— start Document —

Hopefully, the discussions fostered by “Dallas Buyers Club” will be focused less on star Matthew McConaughey’s amazing transformation into the pencil-thin Woodroof and more on the film’s strong message of tolerance and perseverance. Sure, McConaughey is flat out terrific in the lead, but through his performance and the attention it will receive, viewers may ask themselves questions about this dark chapter in our near past. “Dallas Buyers Club” shares a lot with “12 Years a Slave” in that it shines a bright light on past events that many of us have tried to forget.

Even though there are many graphic images contained within “Dallas Buyers Club,” I wondered whether I needed to share it with my children. Sometimes a documentary is just not as effective a communicator as the power of a narrative film. As a documentary filmmaker, I recognize that the emotional connection achieved in narrative filmmaking sometimes just cannot be duplicated in the documentary form. And the power of the narrative versus that of the documentary can be abused. And to be fair, “Dallas Buyers Club” does seem to make some manipulative choices. However, any liberties taken with past events seem to have been responsibly handled so that the message is conveyed without tarnishing memories.

— end Document —

#### Things to do:
1. Rewrite the paragraph of the "Dallas Buyers Club" review that begins "Even though there are many graphic images" as a short list that keeps its main facts.
2. According to the "Dallas Buyers Club" review, which other film shares a lot with it?
3. Extend the "Dallas Buyers Club" review, picking up after its final sentence.
The records come from a separate source and are not part of the film review.

— start Provided information —

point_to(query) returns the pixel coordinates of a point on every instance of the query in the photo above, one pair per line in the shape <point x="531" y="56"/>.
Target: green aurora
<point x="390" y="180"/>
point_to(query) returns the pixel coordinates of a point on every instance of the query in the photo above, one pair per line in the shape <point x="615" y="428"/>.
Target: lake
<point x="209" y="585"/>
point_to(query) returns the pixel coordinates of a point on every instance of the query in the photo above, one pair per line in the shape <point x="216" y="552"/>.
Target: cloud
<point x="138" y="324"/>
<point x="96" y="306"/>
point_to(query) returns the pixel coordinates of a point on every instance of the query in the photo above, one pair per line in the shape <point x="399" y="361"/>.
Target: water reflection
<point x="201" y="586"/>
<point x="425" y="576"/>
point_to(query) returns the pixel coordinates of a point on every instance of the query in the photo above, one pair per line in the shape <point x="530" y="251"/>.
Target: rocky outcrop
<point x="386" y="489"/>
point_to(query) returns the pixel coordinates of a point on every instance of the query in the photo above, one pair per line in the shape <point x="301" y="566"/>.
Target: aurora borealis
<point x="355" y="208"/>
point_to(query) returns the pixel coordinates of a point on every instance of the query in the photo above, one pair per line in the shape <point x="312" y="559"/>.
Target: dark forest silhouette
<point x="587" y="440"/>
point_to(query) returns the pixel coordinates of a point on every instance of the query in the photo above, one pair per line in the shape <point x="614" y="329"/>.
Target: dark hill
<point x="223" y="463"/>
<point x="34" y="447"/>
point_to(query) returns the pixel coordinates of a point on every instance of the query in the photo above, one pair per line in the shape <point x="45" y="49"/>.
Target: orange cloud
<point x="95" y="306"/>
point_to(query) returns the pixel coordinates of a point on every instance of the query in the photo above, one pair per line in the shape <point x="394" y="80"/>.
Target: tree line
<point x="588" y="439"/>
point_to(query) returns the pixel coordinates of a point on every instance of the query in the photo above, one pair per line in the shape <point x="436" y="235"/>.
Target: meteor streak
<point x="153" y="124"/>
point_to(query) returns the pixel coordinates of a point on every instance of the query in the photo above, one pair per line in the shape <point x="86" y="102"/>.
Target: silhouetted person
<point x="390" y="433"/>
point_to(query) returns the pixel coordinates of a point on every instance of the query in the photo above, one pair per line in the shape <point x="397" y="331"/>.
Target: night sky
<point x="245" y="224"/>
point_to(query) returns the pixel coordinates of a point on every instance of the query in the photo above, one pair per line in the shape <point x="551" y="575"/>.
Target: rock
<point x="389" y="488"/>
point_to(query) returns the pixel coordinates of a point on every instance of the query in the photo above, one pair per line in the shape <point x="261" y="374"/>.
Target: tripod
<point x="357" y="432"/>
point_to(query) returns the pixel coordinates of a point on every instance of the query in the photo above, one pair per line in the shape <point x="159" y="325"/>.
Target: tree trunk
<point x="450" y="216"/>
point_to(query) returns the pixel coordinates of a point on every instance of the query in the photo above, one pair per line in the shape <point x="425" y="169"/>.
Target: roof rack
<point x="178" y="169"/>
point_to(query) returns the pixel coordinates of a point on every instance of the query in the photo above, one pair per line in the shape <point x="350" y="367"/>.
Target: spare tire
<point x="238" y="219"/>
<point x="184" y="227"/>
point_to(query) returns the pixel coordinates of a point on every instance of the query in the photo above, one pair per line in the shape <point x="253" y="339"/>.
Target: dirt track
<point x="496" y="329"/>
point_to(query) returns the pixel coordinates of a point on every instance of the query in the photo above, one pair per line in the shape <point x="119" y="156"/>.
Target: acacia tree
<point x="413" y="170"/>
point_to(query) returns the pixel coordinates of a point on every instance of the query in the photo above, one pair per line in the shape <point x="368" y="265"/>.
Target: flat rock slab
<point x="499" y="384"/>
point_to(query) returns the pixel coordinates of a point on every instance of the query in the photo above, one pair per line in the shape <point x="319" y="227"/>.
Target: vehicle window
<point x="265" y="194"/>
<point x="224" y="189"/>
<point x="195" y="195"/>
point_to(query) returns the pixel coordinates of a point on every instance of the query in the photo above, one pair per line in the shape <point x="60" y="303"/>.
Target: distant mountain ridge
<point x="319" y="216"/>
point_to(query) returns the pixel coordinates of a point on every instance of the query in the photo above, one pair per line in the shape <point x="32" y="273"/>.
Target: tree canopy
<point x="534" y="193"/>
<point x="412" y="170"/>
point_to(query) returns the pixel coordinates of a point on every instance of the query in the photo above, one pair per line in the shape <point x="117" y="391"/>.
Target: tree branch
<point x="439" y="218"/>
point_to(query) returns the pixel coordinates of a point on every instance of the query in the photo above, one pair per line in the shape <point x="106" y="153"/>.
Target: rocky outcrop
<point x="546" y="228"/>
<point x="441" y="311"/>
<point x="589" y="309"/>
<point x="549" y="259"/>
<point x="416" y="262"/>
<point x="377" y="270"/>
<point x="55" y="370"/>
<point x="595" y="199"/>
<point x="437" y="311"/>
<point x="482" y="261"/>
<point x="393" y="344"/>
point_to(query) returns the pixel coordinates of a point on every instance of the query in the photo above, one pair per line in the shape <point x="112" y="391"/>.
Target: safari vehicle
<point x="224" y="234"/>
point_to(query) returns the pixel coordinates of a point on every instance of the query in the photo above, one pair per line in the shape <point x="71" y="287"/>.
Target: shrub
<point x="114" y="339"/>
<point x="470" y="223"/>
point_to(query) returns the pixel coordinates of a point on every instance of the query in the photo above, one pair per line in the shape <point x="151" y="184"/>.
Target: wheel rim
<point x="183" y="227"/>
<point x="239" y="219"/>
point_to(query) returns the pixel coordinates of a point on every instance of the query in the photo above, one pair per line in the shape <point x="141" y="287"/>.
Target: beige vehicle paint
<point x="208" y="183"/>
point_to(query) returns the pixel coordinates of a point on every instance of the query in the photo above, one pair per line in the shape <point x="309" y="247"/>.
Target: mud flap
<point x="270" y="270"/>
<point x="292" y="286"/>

— end Provided information —

#### Task-by-task results:
1.
- The film contains many graphic images, yet the writer wondered whether to share it with their children.
- A narrative film can sometimes communicate more effectively than a documentary.
- As a documentary filmmaker, the writer recognizes that narrative film's emotional connection sometimes cannot be duplicated in documentary form.
- That power can be abused, and "Dallas Buyers Club" does seem to make some manipulative choices.
- Any liberties taken with past events seem to have been handled responsibly, so the message comes through without tarnishing memories.

2. "12 Years a Slave."

3.
This is a little off topic, but Sarah Polley’s very interesting and highly recommended documentary “Stories We Tell” blurs the lines in an innovative way. And this year, we have several documentaries that deal with the past and present AIDS crisis. One film that has been sent to me is called “Blood Brother.” Another documentary that is currently in release is called “How to Survive a Plague.” I look forward to watching these films and learning more about events that I thought I was familiar with. This past can be revisited but not repeated.

Most viewers will be curious about McConaughey’s transformation. He clearly is devoted to inhabiting the Woodroof character like few actors could. Shedding many pounds, McConaughey is almost unrecognizable here, and after a few minutes of adjustment, he is the character completely. That is not to say that you won’t snap out of it at times and look to your partner and whisper something like “I can’t believe that’s Matthew McConaughey!” Still, it is not as distracting as one would think. The performance is so very strong that it is worthy of Oscar consideration.

To a lesser extent, rocker Jared Leto gives a strong supporting performance as the transsexual Rayon. Without Rayon’s assistance, Woodroof would not have been able to help as many people as he did. Having trouble communicating with members of the homosexual community plagues Woodroof’s efforts. It isn’t until he is befriended by a transsexual that tolerance begins to flow both ways. By casting Leto in the role, you are treated to a second striking transformation also worthy of awards consideration. Leto has been giving us great performances for years. One memorable turn is in a little film called “Lonely Hearts” that is worth checking out.

But “Dallas Buyers Club” is more than just a film resting on gimmickry. It is really a solid narrative and one that connected intimately with me. Hopefully, it will have a similar impact on others.